_Records from a collection_
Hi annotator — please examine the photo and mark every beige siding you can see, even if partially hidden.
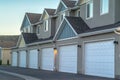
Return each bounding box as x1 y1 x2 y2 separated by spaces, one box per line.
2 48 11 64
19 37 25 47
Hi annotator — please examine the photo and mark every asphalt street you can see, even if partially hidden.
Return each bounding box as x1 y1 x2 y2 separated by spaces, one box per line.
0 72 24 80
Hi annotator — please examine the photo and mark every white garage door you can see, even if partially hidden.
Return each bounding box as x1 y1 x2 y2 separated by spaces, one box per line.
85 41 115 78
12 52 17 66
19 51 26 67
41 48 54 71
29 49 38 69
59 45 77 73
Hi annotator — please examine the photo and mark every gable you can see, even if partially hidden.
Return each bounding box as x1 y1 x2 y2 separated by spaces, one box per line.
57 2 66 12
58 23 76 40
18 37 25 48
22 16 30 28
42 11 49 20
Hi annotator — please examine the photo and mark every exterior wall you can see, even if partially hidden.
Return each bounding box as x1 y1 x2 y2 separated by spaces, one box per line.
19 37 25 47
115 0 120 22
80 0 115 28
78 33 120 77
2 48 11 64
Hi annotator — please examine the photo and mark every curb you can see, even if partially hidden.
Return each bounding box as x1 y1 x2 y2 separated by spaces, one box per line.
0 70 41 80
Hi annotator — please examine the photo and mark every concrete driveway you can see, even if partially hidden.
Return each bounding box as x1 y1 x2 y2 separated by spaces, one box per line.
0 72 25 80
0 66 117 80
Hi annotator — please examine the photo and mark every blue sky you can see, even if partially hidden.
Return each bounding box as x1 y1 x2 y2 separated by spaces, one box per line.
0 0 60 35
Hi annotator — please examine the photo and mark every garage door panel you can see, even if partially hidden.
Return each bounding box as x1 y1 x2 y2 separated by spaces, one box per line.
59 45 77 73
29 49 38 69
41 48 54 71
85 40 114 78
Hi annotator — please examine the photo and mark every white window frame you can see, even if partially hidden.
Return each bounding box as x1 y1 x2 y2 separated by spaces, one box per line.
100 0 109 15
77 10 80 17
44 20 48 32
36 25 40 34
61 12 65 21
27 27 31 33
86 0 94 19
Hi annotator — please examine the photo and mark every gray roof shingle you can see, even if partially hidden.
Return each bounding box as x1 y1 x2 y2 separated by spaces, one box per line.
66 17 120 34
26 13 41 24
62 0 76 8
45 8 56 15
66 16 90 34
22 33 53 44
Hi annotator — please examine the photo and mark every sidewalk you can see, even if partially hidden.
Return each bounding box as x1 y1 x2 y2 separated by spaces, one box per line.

_WRITTEN INSTRUCTION_
Write out all the records above again, switching every "Hi annotator" to "Hello labeler" and keeping everything else the same. Leave the pictures out of your answer.

_FULL OUTPUT_
Hello labeler — please examine the photo and mark every beige siding you can see, even if partially hidden.
Return each bounding box as x1 y1 x2 y2 separated by spaces, one box per line.
2 48 11 64
19 37 25 47
Hello labeler — please examine the photo and mark every asphalt street you can see, even if partially hidden.
Return each bounding box as x1 y1 x2 y2 separated by spaces, one box per line.
0 72 24 80
Hello labeler — please examine the photo and mark every white garage door you can see, even if partially hidden.
Return each bounding box as x1 y1 x2 y2 separated by spaces, one box per line.
85 41 115 78
12 52 17 66
19 51 26 67
41 48 54 71
29 49 38 69
59 45 77 73
Hello labeler — please examine the photo and mark every gable you can see, even if partially hidden.
Return each bounding box as x1 y1 x2 y2 separated by spaces, one box per line.
57 2 66 12
58 23 76 40
18 37 25 48
22 16 30 28
42 11 49 20
Hello labeler — please examine the photo and mark every exterior wall you can see, even if partially hidden.
Return each bounding box as x1 y1 x2 y2 separated by spaces, one box per line.
19 37 25 47
115 0 120 22
80 0 115 28
78 33 120 77
2 48 11 64
Hello labeler — please examine the photo and mark every curb you can see, even if partially hidden.
Return each bounding box as x1 y1 x2 y2 separated by spaces, one box per line.
0 70 41 80
Hello labeler — please examine the photo and mark every concrete driveway you can see, even if partially hidden.
Return each bounding box as x1 y1 x2 y2 separated by spaces, one box per line.
0 72 25 80
0 66 117 80
Hello labeler — please examine the photo and mark every blue sky you can see, even if partially hidden.
Return each bounding box as x1 y1 x2 y2 separated by spaces, one box per line.
0 0 60 35
Hello labeler — please examine the photo and mark every garage door panel you can see, even if partially hidden.
Return each bounding box as x1 y1 x2 y2 separated by spaces, one box per line.
59 45 77 73
29 49 38 69
41 48 54 71
85 40 114 78
Hello labeler — please examine the photo and mark every white window frame you can see, even if partially hidden.
Return each bounding box as x1 y1 x2 y2 separated by spaces, one box per line.
100 0 109 15
77 10 80 17
44 20 48 32
36 25 40 34
61 12 65 21
27 27 31 33
86 0 94 19
Hello labeler — please examine the photo and mark every gray roof shingle you can see, even if partially hidden.
Return each bounding box as x1 y1 x2 y2 separated by spaces, one box per line.
66 17 120 34
26 13 41 24
62 0 76 8
45 8 56 15
66 16 90 34
22 33 53 44
Hello labeler — please examine the photo and mark every sidewalk you can see, even if partially hidden.
Return each bounding box as x1 y1 x2 y2 separated by spaces, one box per line.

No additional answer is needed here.